==== AVAILABLE DATA ====
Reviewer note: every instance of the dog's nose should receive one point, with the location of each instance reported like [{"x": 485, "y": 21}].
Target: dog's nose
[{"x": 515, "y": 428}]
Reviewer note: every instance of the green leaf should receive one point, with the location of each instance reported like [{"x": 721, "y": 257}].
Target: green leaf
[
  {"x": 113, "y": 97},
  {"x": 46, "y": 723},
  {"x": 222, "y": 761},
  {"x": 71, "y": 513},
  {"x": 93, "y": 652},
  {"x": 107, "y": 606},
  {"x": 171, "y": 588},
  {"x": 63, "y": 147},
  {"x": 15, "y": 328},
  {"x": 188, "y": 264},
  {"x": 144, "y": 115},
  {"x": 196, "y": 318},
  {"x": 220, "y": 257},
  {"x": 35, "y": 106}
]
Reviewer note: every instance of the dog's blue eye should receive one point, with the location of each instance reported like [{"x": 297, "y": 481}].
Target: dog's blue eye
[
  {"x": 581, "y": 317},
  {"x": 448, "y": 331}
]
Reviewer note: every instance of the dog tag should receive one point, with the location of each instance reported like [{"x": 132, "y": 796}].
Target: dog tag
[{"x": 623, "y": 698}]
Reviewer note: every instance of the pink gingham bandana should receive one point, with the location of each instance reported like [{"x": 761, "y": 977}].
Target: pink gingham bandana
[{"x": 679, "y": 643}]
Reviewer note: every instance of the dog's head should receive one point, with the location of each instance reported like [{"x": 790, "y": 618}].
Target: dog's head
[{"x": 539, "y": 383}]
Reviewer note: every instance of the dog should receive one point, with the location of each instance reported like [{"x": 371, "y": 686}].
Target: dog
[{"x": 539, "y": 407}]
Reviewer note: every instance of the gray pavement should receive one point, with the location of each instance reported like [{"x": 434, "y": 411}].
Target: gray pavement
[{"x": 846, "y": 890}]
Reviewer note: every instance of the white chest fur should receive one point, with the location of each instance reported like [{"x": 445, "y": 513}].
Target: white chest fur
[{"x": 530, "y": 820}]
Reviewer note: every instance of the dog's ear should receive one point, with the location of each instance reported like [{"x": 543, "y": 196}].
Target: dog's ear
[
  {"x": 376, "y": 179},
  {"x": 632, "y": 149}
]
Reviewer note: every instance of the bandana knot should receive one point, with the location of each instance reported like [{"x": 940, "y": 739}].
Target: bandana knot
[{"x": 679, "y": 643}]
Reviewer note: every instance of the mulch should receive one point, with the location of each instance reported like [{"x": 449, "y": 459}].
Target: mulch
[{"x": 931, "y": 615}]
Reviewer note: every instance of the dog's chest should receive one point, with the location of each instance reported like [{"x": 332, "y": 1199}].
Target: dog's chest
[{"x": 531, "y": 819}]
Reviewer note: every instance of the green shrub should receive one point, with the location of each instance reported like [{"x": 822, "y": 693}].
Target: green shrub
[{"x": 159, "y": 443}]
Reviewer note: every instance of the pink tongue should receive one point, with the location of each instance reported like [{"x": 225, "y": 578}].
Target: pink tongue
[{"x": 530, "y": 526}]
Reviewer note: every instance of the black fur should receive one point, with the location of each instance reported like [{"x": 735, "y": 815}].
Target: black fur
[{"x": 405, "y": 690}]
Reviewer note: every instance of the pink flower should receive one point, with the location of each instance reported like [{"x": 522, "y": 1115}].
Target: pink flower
====
— PROMPT —
Each line containing the word "flower" must be pulled from the listing and copied.

— EXERCISE OUTPUT —
Reviewer note: every instance of the pink flower should receive one point, with the location of each instance reported like [{"x": 522, "y": 1115}].
Target: pink flower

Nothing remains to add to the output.